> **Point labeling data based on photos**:

— Start —

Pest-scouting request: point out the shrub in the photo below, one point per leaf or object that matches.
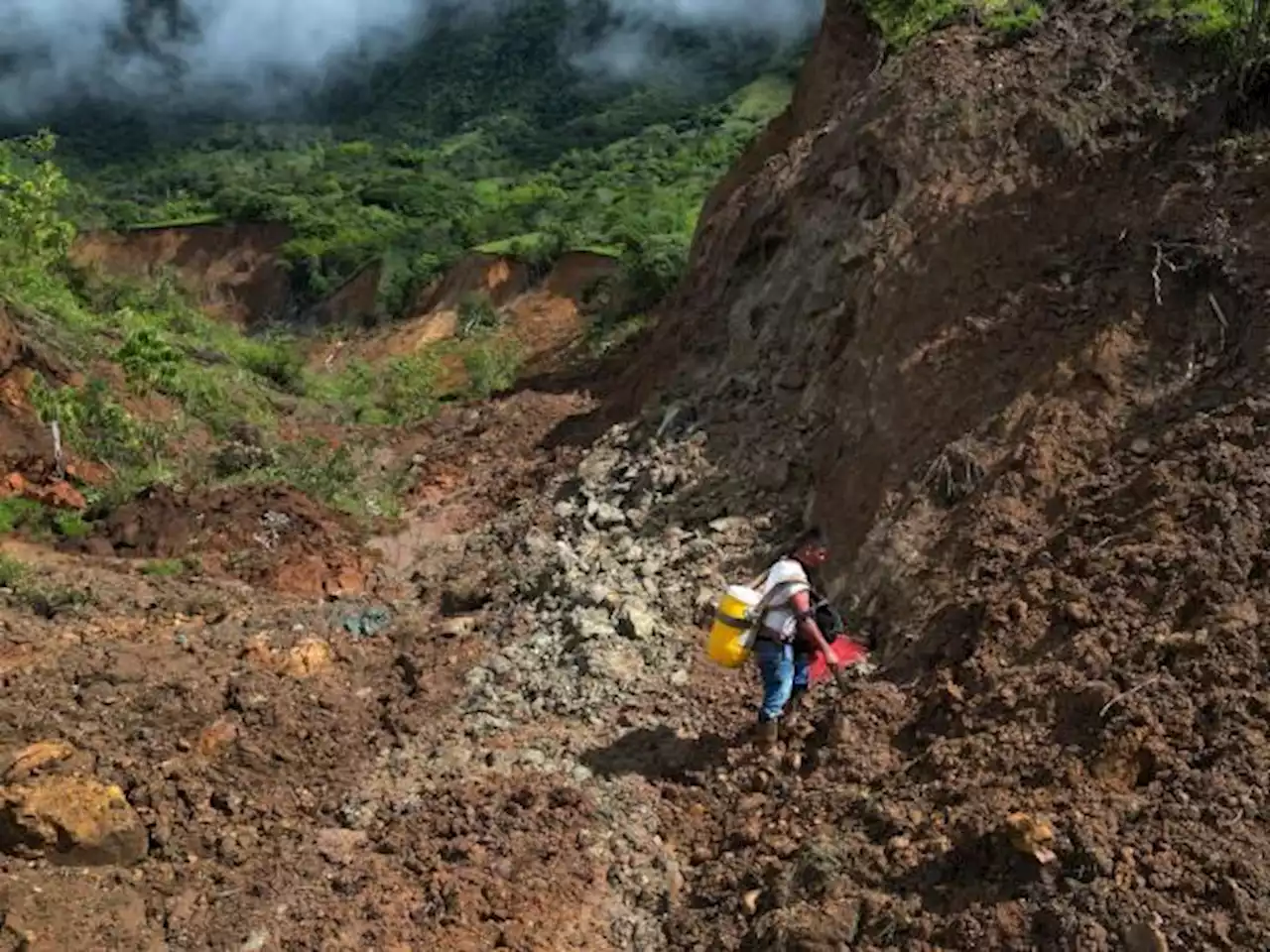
(149, 362)
(476, 315)
(493, 366)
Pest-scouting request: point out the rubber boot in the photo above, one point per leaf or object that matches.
(793, 710)
(766, 737)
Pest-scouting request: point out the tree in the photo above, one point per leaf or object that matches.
(33, 232)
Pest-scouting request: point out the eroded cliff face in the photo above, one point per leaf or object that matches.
(1001, 304)
(949, 238)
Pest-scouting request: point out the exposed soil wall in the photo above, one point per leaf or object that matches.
(232, 271)
(994, 315)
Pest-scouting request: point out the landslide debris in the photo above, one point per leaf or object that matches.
(1005, 302)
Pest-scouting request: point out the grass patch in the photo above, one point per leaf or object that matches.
(901, 22)
(12, 571)
(493, 365)
(172, 567)
(40, 521)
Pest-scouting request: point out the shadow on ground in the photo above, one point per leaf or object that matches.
(658, 754)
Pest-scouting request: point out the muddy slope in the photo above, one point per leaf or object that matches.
(1002, 308)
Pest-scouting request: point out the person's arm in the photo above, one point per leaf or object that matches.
(802, 604)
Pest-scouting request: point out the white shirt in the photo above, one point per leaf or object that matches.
(784, 580)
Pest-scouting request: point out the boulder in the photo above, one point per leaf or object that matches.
(636, 622)
(71, 820)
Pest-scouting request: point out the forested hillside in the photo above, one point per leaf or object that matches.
(488, 134)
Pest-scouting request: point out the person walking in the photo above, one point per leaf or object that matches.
(788, 634)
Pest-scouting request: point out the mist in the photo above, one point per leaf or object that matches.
(259, 54)
(629, 51)
(249, 53)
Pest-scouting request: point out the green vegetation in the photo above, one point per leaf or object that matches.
(172, 567)
(483, 137)
(12, 571)
(1238, 28)
(903, 21)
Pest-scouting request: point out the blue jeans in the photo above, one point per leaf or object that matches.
(781, 669)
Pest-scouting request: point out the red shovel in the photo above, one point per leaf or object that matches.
(844, 652)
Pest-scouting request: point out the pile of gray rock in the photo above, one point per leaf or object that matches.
(610, 608)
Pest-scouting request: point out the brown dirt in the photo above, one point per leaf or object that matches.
(545, 318)
(248, 730)
(264, 535)
(1019, 317)
(354, 302)
(232, 271)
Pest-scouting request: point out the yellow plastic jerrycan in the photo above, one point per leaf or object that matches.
(728, 644)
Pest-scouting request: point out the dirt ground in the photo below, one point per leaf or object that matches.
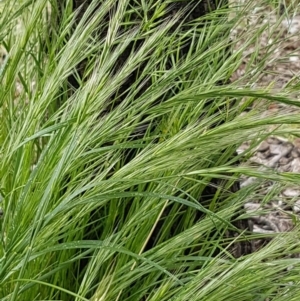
(277, 49)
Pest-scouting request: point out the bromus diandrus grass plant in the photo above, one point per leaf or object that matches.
(95, 210)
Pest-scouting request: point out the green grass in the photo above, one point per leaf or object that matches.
(79, 212)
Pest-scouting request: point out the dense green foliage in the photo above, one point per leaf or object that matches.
(95, 210)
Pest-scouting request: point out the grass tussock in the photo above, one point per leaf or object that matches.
(102, 187)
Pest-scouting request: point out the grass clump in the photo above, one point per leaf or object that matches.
(102, 187)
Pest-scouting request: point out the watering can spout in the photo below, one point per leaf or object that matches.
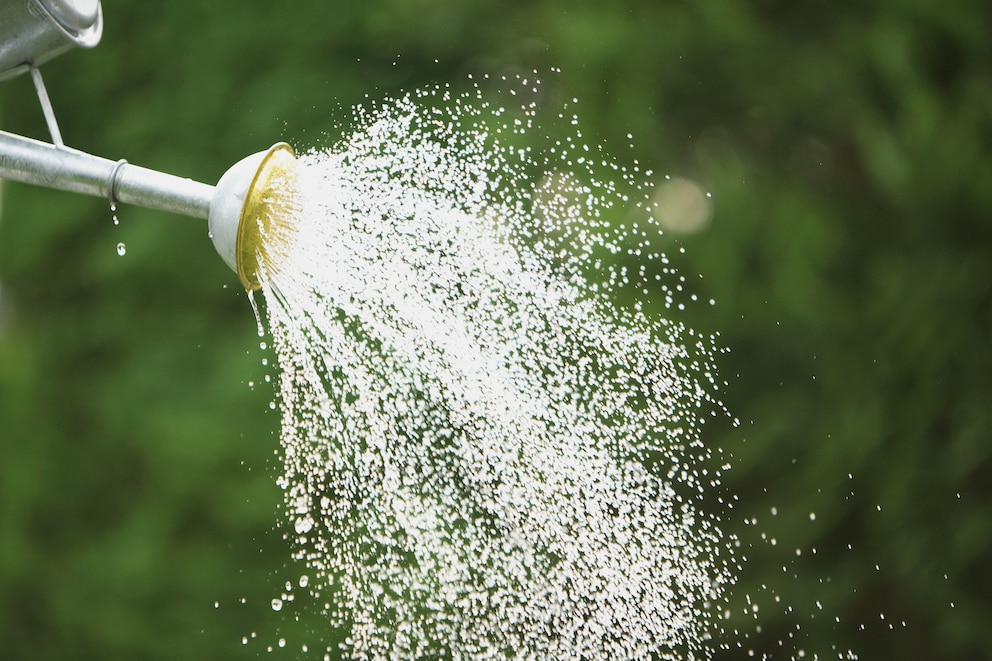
(248, 211)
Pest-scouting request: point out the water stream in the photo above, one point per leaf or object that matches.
(491, 440)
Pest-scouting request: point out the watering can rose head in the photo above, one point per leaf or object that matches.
(251, 213)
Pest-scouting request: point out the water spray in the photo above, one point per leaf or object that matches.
(241, 210)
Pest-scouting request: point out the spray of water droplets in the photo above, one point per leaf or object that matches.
(484, 455)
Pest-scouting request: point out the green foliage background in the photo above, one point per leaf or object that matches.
(847, 146)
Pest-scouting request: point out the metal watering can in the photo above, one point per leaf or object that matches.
(248, 204)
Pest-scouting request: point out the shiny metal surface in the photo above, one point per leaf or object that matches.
(34, 31)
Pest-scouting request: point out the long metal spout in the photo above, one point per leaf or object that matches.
(249, 211)
(42, 164)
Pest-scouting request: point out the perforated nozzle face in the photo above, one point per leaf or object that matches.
(251, 213)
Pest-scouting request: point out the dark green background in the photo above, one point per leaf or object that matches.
(847, 146)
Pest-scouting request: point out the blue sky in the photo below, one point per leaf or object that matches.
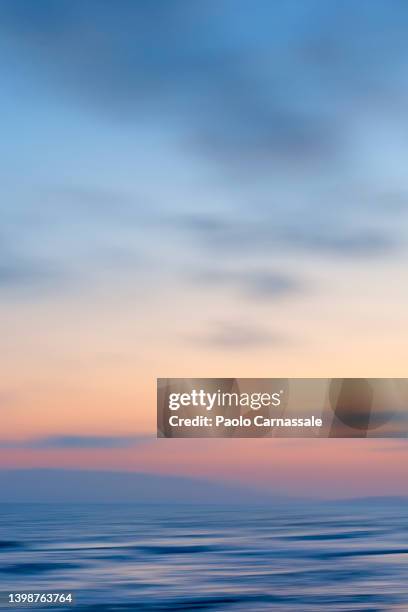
(196, 188)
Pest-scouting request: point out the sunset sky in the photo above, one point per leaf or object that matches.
(199, 189)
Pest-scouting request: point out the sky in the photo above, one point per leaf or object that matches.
(199, 189)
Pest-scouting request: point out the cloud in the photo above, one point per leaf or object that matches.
(28, 274)
(77, 441)
(235, 336)
(252, 283)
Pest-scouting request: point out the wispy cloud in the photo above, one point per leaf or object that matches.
(77, 441)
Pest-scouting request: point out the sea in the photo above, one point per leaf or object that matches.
(296, 557)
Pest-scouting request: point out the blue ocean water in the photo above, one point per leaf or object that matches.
(329, 557)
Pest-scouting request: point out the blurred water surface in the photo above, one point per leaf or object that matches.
(121, 557)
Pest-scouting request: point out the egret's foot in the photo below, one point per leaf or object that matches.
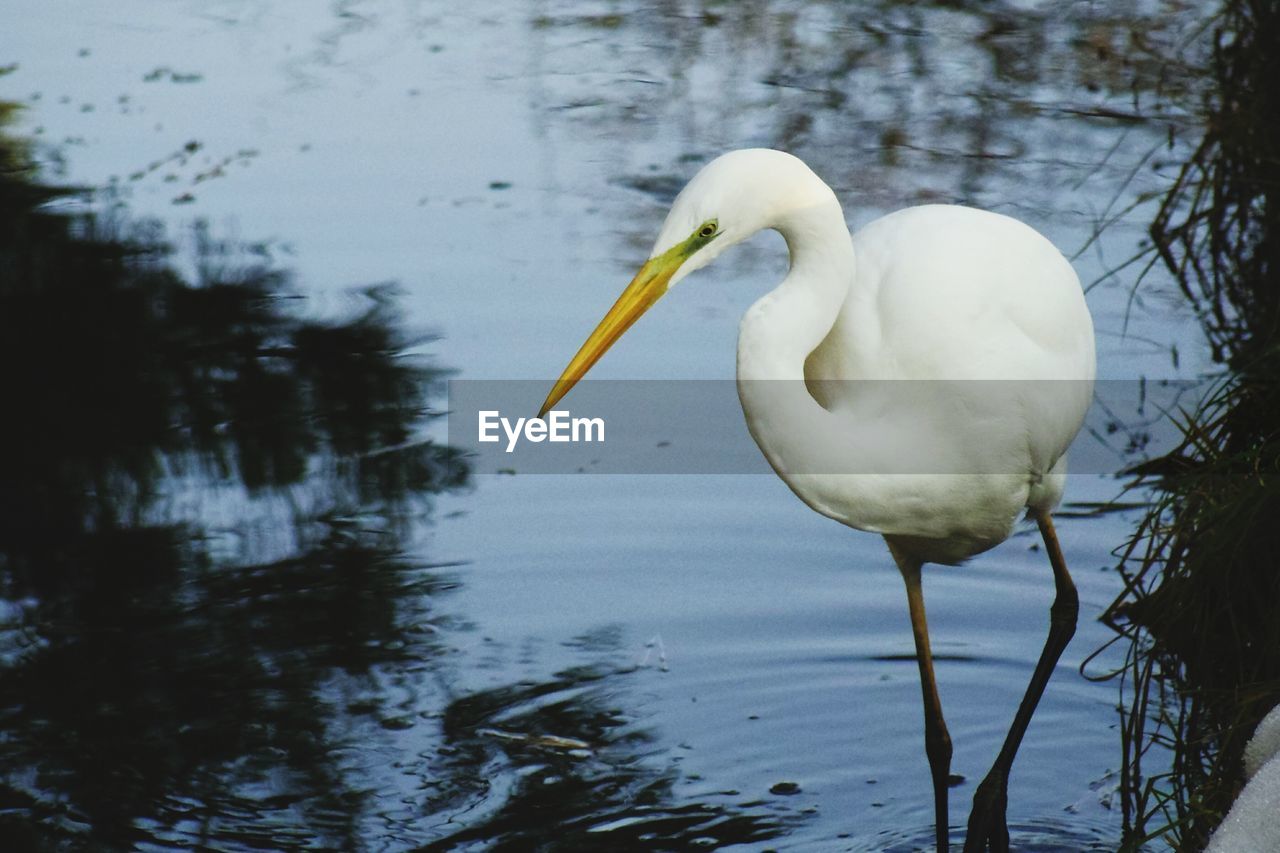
(987, 826)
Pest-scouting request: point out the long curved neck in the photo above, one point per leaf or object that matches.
(789, 323)
(804, 442)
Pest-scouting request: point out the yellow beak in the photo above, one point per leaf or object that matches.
(644, 290)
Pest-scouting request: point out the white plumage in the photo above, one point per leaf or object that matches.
(920, 379)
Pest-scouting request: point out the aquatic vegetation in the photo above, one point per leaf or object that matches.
(1202, 588)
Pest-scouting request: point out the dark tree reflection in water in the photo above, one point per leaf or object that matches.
(213, 632)
(164, 675)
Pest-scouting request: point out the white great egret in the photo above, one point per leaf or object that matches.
(941, 470)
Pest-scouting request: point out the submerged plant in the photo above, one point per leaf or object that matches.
(1201, 607)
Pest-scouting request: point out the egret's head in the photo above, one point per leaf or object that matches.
(730, 199)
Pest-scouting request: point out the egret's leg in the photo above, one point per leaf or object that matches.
(937, 742)
(987, 824)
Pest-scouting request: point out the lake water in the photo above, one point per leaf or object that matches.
(608, 661)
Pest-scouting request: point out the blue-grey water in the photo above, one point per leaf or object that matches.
(622, 660)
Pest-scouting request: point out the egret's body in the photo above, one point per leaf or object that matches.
(981, 308)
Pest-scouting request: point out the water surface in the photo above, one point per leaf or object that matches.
(673, 661)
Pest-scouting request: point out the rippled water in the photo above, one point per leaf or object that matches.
(583, 661)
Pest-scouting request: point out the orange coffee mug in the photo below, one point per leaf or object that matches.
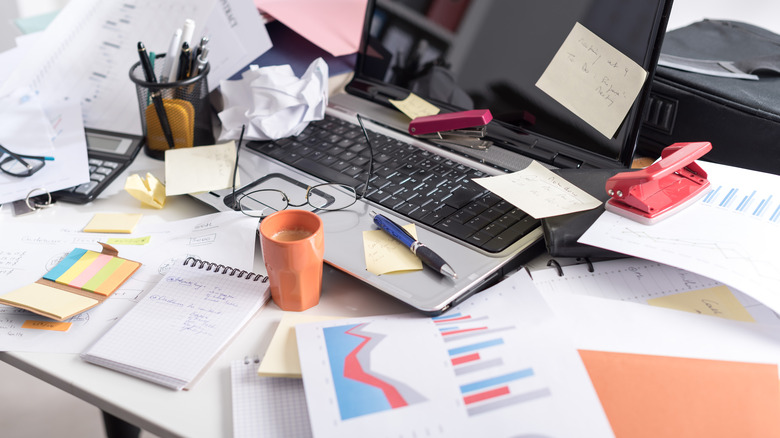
(293, 246)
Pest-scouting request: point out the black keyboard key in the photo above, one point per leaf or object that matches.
(326, 173)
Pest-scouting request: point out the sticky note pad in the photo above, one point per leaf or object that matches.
(55, 302)
(92, 271)
(113, 223)
(281, 358)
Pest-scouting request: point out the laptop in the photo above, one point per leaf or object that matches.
(489, 55)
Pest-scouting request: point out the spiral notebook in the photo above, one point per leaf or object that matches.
(171, 336)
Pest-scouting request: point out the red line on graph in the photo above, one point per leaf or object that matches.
(354, 370)
(455, 332)
(493, 393)
(460, 318)
(465, 359)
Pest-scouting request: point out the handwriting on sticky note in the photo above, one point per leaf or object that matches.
(539, 192)
(199, 169)
(415, 106)
(47, 325)
(129, 241)
(593, 80)
(715, 301)
(384, 254)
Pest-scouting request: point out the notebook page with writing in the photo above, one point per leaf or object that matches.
(267, 406)
(184, 322)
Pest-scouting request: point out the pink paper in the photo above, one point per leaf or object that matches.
(333, 25)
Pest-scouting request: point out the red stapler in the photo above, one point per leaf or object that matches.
(661, 189)
(463, 128)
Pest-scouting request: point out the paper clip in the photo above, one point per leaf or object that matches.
(464, 128)
(661, 189)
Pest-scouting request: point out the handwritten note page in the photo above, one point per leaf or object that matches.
(199, 169)
(593, 80)
(384, 254)
(539, 192)
(172, 334)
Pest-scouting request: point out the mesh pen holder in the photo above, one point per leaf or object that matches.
(184, 105)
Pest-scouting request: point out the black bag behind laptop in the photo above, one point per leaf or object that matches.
(740, 117)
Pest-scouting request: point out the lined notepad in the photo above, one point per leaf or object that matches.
(179, 326)
(267, 406)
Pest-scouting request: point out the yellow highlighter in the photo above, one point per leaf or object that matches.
(181, 117)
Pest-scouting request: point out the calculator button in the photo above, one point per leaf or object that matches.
(86, 187)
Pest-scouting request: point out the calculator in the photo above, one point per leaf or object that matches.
(109, 154)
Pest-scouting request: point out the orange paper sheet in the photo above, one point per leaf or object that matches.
(658, 396)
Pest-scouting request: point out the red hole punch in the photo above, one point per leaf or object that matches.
(658, 191)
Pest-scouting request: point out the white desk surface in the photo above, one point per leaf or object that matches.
(205, 410)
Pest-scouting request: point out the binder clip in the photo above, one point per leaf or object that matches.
(661, 189)
(464, 128)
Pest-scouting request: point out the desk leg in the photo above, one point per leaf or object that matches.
(118, 428)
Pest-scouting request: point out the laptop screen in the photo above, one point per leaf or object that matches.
(491, 54)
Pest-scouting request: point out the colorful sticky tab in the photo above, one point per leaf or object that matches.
(92, 271)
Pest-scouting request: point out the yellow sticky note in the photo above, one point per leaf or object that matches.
(593, 80)
(200, 169)
(55, 302)
(281, 358)
(129, 241)
(384, 254)
(47, 325)
(415, 106)
(149, 191)
(113, 223)
(715, 301)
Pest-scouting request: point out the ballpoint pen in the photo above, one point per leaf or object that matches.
(171, 64)
(159, 106)
(425, 254)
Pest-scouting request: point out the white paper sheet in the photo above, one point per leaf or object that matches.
(730, 235)
(29, 251)
(494, 366)
(86, 53)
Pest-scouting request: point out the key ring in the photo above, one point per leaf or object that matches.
(34, 205)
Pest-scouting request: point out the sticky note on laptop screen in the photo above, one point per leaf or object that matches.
(92, 271)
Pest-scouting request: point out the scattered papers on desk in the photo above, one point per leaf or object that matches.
(272, 102)
(335, 26)
(113, 223)
(149, 191)
(29, 250)
(659, 396)
(200, 169)
(539, 192)
(730, 235)
(28, 129)
(652, 283)
(180, 325)
(102, 86)
(495, 365)
(385, 254)
(270, 407)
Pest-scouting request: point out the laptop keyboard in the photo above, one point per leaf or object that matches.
(410, 181)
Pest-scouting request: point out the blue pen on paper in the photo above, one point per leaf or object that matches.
(426, 255)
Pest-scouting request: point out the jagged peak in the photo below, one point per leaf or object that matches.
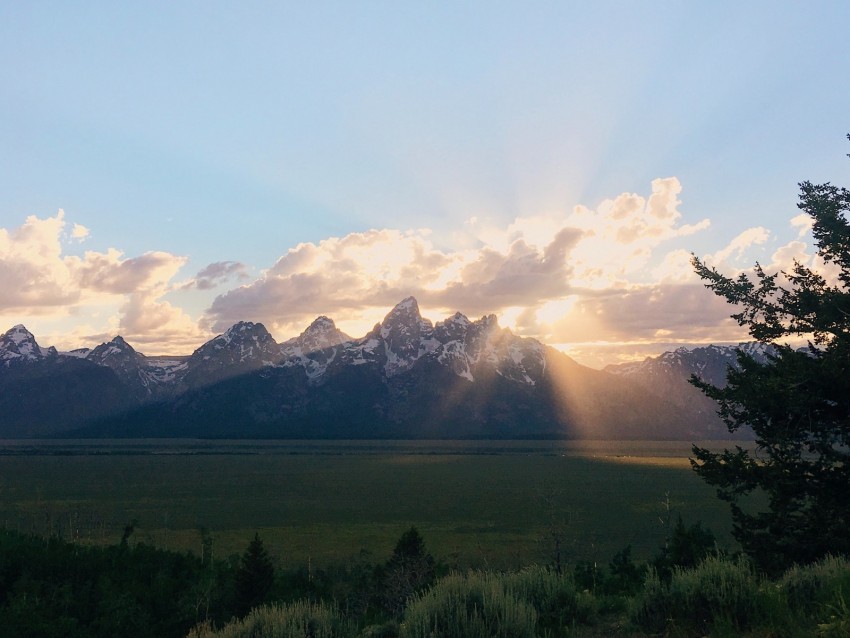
(489, 322)
(407, 307)
(320, 324)
(459, 318)
(19, 333)
(244, 326)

— End —

> **What is needed**: Pull out the lines running from the one that contains "Pest-scouting request: point out the aquatic" through the one that contains "(1202, 588)", inclusive, and reproduce them verbatim.

> **Task output**:
Pest-scouting request: point out the aquatic vegetation in the photo above, one point per leaf or object that matches.
(1202, 588)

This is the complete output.